EXTRAIT DU TEXTE →
+-------+

Le Tribunal de la dette extérieure s’est réuni du 26 au 28 avril 1999, dans le Théâtre João Caetano à Rio de Janeiro, Brésil, où fut pendu Tiradentes, héros et martyr de l’indépendance, en présence et avec la participation de 1200 personnes venues de tout le Brésil et de divers pays du monde. Avec l’appui de la CNBB - Conférence nationale des évêques du Brésil et Caritas, CONIC - Conseil national des Églises chrétiennes, CESE - Coordination œcuménique de services, CMP - Centrale de mouvements populaires, MST - Mouvement des travailleurs ruraux sans terre, l’IAB - Institut des avocats brésiliens, avec l’appui du CORECON/RJ - Conseil régional de l’économie de Rio de Janeiro, SENGE/RJ - Syndicat des ingénieurs de Rio de Janeiro, SINDECON/RJ - Syndicat des économistes de Rio de Janeiro, IERJ - Institut des économistes de Rio de Janeiro, PACS - Institut de politiques alternatives, et Koinonia, le tribunal a eu comme objectif de traiter le cas de la dette extérieure du Brésil et de renforcer la campagne du Jubilé 2000 en faveur de l’annulation de la dette des pays les plus pauvres et les plus endettés.
Le Brésil, comme quelques autres pays d’Amérique latine et des Caraïbes, est un des pays considérés comme émergents et dont le niveau de revenu est moyen. Il est également un des pays du monde qui a un des pires profils en ce qui concerne la répartition des richesses, avec un quart de sa population - 40 millions de personnes - situé en-dessous du seuil de pauvreté. Aussi un des objectifs du Tribunal fut-il d’identifier le rapport entre la dette extérieure et cette situation d’injustice et de misère.
Outre l’identification des facteurs qui sont à l’origine de la dette extérieure, qui la constituent et qui l’augmentent, outre l’identification de ses responsables, le Tribunal a eu pour but de définir des politiques alternatives et des stratégies pour surmonter le mieux possible la crise de l’endettement extérieur et ses conséquences sur la société et l’environnement.

+-------+

(Enregistrements de données)
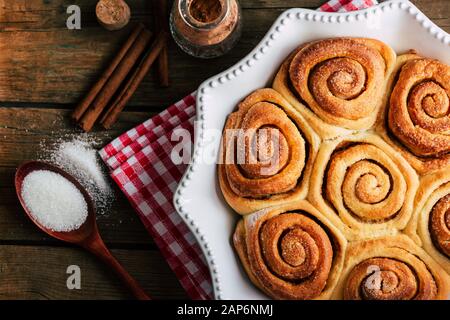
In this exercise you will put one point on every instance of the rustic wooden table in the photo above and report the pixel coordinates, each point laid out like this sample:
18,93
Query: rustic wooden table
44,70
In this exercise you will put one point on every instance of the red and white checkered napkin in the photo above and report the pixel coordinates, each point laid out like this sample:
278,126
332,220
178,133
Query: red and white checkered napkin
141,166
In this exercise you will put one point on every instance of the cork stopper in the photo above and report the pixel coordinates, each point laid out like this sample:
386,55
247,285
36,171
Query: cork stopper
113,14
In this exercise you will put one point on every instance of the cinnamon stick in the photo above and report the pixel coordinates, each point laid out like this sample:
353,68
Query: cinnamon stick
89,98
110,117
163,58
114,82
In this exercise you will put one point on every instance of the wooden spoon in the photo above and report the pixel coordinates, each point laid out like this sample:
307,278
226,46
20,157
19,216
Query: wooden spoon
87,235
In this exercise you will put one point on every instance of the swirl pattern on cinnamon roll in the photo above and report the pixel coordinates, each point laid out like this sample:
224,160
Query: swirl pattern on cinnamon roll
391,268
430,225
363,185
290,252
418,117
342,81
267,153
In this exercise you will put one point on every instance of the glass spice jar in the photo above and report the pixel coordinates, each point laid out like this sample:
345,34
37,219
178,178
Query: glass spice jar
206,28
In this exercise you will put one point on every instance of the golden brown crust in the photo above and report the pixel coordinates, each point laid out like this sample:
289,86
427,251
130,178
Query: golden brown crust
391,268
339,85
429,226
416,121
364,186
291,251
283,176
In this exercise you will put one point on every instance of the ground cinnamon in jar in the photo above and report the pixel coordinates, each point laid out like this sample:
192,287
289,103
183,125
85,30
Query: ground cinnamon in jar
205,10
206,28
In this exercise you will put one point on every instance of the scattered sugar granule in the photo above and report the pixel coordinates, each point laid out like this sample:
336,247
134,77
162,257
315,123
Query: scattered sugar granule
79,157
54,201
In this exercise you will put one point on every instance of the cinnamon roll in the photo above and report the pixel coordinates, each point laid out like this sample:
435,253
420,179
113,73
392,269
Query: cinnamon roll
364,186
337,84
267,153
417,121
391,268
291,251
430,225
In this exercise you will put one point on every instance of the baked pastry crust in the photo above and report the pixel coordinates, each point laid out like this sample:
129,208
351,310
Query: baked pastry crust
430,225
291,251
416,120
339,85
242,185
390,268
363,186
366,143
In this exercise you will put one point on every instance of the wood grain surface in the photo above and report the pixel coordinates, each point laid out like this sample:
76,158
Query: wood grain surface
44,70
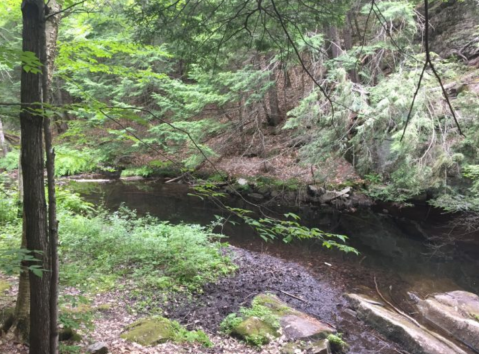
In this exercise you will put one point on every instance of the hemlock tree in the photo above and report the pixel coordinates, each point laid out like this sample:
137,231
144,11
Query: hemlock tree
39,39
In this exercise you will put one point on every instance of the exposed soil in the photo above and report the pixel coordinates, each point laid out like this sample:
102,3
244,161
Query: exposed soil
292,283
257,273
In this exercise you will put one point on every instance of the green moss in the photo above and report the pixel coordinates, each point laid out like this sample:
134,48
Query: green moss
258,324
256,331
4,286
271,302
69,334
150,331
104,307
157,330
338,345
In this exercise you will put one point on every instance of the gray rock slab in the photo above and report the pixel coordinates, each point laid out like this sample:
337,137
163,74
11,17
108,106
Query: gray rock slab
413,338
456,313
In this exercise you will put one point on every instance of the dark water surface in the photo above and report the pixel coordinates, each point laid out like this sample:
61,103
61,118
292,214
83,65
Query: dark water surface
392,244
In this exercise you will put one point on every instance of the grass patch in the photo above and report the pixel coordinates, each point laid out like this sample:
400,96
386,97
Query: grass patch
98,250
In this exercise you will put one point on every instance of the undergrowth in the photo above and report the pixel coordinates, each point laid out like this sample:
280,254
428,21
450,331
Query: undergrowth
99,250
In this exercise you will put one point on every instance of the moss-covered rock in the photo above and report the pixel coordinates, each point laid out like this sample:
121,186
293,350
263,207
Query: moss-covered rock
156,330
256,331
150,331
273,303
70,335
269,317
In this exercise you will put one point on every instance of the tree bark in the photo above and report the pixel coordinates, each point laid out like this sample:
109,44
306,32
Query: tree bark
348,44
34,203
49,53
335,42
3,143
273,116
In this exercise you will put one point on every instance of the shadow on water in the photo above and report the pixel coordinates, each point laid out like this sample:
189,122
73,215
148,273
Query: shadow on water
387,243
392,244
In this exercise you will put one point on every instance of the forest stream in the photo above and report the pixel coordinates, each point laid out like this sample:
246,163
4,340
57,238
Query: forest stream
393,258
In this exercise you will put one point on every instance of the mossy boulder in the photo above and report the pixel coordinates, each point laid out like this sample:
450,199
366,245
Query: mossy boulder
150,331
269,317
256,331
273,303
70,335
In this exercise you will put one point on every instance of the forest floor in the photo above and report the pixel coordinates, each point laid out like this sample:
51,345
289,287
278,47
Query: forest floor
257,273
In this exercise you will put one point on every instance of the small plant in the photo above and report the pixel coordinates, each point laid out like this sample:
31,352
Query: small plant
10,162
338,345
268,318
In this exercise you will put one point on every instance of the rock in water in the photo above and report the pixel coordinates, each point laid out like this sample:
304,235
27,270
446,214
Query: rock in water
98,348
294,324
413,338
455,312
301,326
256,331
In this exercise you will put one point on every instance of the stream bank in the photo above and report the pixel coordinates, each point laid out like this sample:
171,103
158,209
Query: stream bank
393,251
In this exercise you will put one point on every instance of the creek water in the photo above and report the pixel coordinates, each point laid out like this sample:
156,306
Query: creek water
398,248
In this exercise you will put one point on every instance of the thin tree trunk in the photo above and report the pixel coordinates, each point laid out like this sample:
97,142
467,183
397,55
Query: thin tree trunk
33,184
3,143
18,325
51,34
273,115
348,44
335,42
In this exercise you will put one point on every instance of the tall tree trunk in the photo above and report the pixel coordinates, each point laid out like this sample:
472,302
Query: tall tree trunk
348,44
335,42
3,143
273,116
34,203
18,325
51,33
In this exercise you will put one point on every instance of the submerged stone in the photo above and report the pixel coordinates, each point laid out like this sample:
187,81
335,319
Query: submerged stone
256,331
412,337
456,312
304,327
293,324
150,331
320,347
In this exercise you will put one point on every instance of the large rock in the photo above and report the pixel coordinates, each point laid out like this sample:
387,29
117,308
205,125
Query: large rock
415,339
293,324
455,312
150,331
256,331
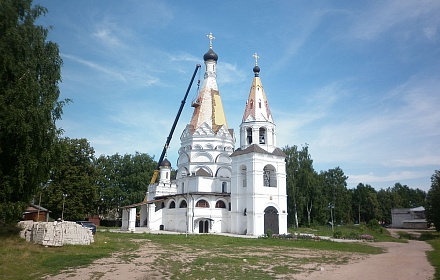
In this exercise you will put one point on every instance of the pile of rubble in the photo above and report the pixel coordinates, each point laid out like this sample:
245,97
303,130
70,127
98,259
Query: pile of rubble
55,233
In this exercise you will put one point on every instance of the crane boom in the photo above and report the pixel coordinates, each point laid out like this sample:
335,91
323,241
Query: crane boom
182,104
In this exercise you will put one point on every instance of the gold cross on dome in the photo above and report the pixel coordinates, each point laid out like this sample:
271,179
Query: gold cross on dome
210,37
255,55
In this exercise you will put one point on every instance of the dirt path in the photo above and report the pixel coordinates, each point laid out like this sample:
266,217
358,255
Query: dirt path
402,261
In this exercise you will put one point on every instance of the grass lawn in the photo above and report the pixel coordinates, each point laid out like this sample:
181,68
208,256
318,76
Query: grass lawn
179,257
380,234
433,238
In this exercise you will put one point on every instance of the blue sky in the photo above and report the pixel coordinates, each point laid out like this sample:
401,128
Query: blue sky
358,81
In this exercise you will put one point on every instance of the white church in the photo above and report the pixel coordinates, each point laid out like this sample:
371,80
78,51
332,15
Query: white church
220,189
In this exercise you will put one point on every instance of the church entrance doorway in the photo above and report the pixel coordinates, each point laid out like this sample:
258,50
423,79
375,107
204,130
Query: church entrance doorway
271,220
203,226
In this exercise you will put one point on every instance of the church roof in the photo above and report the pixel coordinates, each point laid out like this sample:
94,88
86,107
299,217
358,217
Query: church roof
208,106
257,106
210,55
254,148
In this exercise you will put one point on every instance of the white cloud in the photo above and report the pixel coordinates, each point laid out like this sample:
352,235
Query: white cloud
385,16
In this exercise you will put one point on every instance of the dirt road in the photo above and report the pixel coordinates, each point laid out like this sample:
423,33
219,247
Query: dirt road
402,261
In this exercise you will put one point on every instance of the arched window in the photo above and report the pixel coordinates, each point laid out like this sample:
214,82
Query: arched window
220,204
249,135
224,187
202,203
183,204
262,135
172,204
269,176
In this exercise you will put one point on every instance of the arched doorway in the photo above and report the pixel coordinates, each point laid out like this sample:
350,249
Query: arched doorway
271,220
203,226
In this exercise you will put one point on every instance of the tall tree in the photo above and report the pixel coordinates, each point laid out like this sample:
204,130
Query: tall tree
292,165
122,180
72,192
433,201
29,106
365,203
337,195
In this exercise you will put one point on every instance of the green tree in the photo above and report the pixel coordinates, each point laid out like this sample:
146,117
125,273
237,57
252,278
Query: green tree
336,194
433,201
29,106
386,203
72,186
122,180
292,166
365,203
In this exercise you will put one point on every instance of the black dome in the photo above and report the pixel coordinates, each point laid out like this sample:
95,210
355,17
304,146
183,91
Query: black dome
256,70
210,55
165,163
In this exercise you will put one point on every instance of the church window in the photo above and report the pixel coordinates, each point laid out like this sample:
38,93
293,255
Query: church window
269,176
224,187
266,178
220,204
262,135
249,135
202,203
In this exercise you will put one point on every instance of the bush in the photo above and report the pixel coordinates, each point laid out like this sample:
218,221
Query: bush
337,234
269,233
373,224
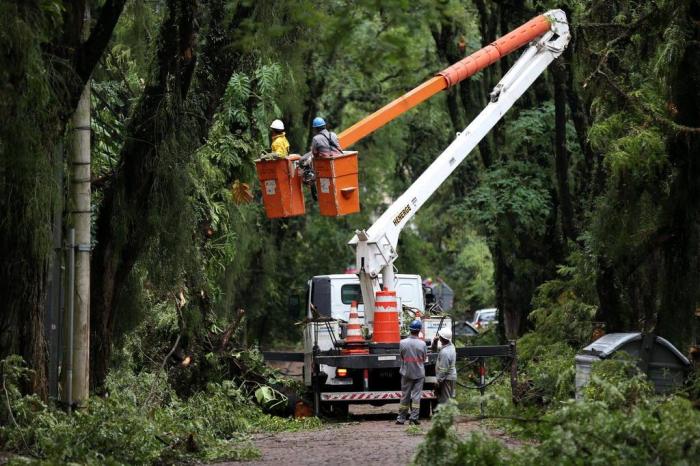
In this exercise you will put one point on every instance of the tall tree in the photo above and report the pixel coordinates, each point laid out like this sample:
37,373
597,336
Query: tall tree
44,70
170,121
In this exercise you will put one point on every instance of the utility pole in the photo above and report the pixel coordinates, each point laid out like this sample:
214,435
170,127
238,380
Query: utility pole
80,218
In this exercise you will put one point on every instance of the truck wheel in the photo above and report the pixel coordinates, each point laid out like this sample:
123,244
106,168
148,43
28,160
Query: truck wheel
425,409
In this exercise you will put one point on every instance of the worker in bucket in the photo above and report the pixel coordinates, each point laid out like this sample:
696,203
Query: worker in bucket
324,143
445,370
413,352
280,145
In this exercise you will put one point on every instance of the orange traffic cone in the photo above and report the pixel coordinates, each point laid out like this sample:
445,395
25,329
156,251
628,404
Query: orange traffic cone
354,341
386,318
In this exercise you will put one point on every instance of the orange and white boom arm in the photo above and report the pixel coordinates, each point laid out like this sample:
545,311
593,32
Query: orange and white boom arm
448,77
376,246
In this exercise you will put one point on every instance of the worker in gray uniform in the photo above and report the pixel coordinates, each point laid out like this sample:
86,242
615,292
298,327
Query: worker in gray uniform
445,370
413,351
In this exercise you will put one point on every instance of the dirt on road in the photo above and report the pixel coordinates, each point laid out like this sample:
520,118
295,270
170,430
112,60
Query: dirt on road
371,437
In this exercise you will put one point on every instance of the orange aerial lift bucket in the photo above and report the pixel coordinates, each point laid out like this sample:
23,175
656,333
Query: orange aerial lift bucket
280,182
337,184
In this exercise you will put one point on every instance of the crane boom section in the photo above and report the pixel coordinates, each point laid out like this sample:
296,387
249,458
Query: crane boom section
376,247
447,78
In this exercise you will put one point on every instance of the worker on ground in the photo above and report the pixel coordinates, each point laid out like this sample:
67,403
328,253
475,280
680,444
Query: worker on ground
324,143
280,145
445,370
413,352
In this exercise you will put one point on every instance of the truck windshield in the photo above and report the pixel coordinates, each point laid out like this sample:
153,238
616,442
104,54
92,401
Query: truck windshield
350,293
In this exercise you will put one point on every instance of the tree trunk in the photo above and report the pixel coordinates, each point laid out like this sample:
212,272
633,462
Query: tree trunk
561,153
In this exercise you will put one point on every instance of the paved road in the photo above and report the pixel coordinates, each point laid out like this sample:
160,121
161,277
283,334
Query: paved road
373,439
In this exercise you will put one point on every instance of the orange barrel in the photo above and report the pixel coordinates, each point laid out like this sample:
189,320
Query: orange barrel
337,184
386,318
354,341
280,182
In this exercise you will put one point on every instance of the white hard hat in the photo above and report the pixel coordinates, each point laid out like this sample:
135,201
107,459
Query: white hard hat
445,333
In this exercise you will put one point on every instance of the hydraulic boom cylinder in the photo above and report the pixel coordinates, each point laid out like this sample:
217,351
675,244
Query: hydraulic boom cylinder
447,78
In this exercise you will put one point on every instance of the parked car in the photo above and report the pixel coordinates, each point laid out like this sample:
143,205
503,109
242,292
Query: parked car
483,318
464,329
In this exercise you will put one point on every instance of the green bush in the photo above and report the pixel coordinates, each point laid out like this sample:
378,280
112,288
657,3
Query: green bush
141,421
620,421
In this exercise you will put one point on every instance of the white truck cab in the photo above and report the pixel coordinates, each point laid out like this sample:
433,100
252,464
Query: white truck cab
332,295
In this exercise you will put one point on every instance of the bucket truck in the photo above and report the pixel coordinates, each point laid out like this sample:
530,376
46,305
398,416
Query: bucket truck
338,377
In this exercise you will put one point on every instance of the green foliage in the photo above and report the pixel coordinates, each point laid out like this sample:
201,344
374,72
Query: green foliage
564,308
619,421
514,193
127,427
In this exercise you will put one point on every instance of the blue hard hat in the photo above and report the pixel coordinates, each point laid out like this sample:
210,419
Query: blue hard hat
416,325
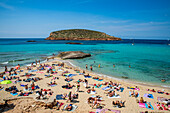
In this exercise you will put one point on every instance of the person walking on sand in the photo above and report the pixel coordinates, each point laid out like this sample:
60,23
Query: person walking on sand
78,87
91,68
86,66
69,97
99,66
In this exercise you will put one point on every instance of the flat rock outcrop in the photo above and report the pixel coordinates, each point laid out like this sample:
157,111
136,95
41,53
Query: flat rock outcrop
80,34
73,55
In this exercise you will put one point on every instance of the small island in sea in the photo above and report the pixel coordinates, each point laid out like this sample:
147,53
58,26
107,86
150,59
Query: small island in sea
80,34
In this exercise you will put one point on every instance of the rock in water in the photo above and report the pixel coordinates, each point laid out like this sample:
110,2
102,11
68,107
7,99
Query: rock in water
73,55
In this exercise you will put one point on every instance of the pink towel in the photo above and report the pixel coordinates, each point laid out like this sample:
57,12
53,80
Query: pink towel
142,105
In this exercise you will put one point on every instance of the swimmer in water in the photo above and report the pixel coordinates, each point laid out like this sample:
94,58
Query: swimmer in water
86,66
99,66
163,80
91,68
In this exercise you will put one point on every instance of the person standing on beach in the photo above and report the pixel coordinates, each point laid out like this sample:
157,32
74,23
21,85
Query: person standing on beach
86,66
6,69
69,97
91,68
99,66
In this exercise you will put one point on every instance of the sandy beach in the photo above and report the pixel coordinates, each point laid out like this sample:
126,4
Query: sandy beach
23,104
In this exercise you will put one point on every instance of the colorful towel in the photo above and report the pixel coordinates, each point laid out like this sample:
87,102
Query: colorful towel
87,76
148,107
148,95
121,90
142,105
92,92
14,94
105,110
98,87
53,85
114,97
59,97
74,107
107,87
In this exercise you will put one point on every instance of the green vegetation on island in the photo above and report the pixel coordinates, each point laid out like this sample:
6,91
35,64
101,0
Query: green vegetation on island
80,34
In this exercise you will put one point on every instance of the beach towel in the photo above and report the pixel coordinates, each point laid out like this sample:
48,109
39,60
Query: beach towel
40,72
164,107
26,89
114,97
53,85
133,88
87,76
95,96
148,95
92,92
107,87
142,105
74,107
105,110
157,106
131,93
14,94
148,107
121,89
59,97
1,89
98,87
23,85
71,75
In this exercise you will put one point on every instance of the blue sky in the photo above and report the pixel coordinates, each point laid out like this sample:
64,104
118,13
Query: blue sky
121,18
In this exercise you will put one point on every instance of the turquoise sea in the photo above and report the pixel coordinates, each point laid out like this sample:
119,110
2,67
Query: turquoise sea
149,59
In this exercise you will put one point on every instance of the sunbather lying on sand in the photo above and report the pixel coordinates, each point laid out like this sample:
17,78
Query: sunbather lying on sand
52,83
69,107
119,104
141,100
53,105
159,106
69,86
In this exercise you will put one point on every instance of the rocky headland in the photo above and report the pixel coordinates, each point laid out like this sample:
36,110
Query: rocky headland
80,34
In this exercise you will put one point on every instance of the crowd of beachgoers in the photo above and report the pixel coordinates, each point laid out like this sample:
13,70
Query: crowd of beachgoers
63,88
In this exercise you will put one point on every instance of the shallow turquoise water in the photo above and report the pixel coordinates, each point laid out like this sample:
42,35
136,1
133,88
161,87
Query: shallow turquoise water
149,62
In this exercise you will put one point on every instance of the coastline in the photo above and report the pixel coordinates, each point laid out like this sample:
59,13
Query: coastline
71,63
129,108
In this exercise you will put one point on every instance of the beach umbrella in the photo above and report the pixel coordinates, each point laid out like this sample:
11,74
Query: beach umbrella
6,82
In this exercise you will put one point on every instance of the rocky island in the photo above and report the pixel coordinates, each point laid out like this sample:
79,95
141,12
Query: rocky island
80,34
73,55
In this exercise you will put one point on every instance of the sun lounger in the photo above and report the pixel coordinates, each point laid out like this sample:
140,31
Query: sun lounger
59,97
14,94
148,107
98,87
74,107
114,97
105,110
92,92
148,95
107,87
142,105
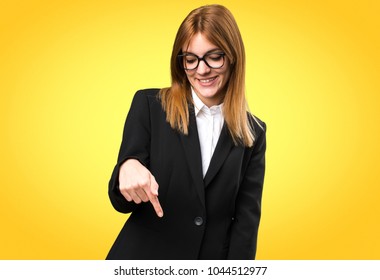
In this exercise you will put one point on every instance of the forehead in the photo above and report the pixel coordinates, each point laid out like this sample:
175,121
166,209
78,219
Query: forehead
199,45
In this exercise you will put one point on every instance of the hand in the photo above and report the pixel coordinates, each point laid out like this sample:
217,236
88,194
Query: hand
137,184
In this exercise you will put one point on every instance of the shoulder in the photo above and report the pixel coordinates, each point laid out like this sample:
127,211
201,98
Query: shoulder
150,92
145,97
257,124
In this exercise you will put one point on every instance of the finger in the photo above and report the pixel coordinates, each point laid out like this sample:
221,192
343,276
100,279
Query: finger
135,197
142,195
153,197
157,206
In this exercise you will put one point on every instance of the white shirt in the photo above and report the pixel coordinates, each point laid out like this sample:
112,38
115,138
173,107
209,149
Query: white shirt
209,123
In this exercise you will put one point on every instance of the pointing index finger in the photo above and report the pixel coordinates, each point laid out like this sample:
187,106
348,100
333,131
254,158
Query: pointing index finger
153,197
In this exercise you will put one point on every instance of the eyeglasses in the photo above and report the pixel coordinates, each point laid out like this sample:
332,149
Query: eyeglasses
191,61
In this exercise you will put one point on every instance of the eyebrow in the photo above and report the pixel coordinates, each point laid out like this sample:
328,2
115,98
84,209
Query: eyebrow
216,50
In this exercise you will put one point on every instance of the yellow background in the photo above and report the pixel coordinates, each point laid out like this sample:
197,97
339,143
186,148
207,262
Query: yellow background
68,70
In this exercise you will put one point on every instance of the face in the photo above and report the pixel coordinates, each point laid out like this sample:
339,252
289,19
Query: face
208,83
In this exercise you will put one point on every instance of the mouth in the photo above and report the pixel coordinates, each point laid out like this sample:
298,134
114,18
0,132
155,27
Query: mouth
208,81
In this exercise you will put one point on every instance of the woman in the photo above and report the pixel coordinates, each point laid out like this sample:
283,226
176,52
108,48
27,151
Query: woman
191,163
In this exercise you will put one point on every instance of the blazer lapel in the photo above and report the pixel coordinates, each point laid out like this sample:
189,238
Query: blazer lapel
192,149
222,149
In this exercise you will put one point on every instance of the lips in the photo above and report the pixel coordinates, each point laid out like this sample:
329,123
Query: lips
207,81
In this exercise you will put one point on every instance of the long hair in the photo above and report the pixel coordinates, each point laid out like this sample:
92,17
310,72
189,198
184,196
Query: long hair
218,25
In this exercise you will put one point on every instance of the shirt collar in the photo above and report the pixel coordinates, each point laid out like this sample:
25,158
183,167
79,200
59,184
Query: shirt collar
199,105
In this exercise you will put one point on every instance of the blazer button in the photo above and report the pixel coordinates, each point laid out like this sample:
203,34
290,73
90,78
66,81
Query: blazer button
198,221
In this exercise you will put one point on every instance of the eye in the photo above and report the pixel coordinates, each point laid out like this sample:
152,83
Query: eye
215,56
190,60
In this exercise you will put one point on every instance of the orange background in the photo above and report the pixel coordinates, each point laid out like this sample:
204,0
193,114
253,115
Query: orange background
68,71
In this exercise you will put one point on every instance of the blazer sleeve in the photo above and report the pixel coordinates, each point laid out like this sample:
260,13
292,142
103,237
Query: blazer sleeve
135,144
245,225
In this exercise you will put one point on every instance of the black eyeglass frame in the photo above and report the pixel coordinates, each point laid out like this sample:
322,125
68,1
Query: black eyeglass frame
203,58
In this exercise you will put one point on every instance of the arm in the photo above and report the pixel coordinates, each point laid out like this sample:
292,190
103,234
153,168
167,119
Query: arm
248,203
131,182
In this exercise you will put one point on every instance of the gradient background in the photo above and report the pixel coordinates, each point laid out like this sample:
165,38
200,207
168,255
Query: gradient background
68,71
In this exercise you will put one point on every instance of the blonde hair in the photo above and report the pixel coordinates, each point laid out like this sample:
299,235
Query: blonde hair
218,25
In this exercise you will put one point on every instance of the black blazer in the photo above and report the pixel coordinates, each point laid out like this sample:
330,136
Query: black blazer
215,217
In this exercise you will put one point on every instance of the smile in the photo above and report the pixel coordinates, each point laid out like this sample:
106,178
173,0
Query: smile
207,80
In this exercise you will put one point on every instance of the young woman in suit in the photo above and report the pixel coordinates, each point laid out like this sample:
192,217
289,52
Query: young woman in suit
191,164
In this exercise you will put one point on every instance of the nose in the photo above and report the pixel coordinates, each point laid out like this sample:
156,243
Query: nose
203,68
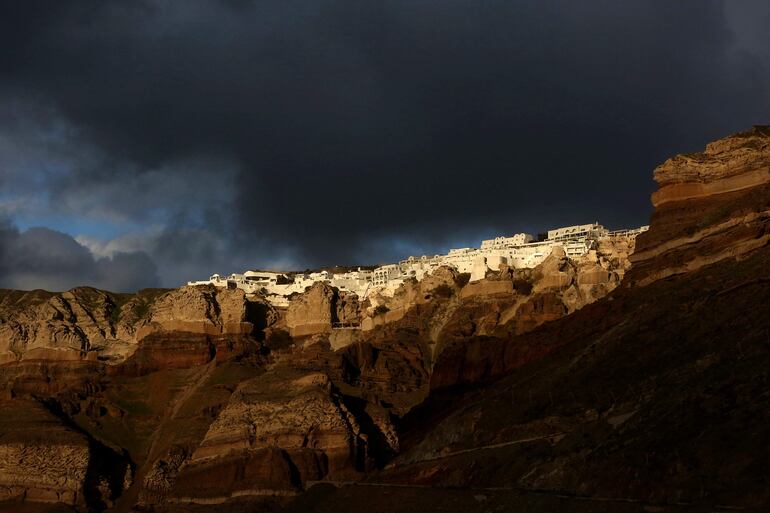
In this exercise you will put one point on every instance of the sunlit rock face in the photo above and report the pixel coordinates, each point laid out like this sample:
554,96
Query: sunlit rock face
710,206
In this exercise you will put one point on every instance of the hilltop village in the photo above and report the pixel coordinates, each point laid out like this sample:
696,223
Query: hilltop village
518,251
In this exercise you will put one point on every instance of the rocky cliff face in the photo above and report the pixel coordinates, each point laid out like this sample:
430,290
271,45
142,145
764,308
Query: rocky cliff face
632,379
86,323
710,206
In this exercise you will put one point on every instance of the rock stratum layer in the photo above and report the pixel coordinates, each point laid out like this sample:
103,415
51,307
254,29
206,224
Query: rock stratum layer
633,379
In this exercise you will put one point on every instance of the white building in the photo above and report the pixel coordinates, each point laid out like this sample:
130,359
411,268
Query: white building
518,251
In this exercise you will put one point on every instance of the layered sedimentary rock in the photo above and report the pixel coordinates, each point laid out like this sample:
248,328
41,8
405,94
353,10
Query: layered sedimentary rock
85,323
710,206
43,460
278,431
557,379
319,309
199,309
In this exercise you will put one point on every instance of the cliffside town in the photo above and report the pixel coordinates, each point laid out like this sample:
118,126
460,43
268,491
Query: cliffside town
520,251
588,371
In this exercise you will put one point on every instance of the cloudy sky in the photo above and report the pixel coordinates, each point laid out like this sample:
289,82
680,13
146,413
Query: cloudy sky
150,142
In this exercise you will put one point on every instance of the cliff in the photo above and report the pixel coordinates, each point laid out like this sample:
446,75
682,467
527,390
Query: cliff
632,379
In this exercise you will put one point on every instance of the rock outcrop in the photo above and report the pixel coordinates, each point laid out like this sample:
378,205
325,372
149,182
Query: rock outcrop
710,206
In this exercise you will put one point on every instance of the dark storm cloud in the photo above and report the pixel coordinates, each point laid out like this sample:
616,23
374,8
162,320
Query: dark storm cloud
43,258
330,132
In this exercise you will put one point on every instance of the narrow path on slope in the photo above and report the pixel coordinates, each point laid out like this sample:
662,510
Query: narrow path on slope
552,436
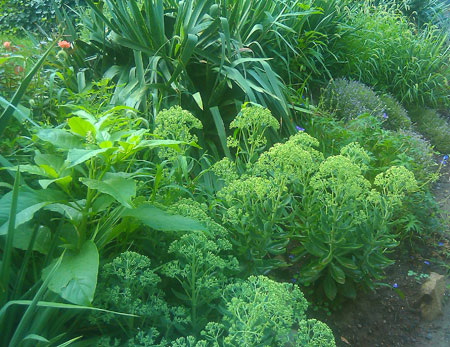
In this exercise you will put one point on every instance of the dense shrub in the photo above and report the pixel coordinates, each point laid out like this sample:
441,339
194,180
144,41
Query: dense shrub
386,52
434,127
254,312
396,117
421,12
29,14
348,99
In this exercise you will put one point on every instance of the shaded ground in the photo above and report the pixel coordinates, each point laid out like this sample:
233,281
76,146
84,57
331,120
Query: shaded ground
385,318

+-------+

L'EXERCICE →
Reprenez le texte sur le Tribunal de la dette extérieure à la suite de sa dernière phrase et poursuivez-en la rédaction.

RÉPONSE →
Après avoir étudié une très importante documentation, écouté des dépositions et des témoignages de Brésiliens et de spécialistes d’autres pays, lors de quatre sessions - sur le système financier international, sur l’endettement brésilien, sur les cas exemplaires d’endettement d’autres pays et sur des perspectives d’actions pour affronter et dépasser la crise de l’endettement brésilien -, le Tribunal populaire, constitué par des représentants de divers secteurs de la société brésilienne, est arrivé au verdict suivant :
Les considérants :
1. D’après des études et des données présentées au Tribunal, la dette des pays les plus pauvres et les plus endettés a déjà été payée et est impayable dans le système actuel de comptabilité.
2. La dette brésilienne, depuis la dernière renégociation il y a 5 ans, est passée de 148 milliards de dollars à la fin de 1994 à 235 milliards de dollars en novembre 1998 et, pendant cette période, ont été payés près de 126 milliards de dollars aux créanciers extérieurs. Cette vitesse de l’endettement devient insupportable, au point que presque tous les nouveaux contrats sont destinés au service de cette dette, créant ainsi un cercle vicieux d’endettement.
3. La décision unilatérale des États-Unis d’Amérique à la fin des années 70 d’augmenter le taux des intérêts du niveau historique de 4 % à 6 % à plus de 20 % en quelques mois a été une trahison de l’esprit des contrats d’origine. De plus, le fait d’avoir forcé les pays débiteurs à contracter des prêts pour payer les intérêts a entraîné un paiement supplémentaire qui a représenté une perte de 106 milliards de dollars pour l’Amérique latine.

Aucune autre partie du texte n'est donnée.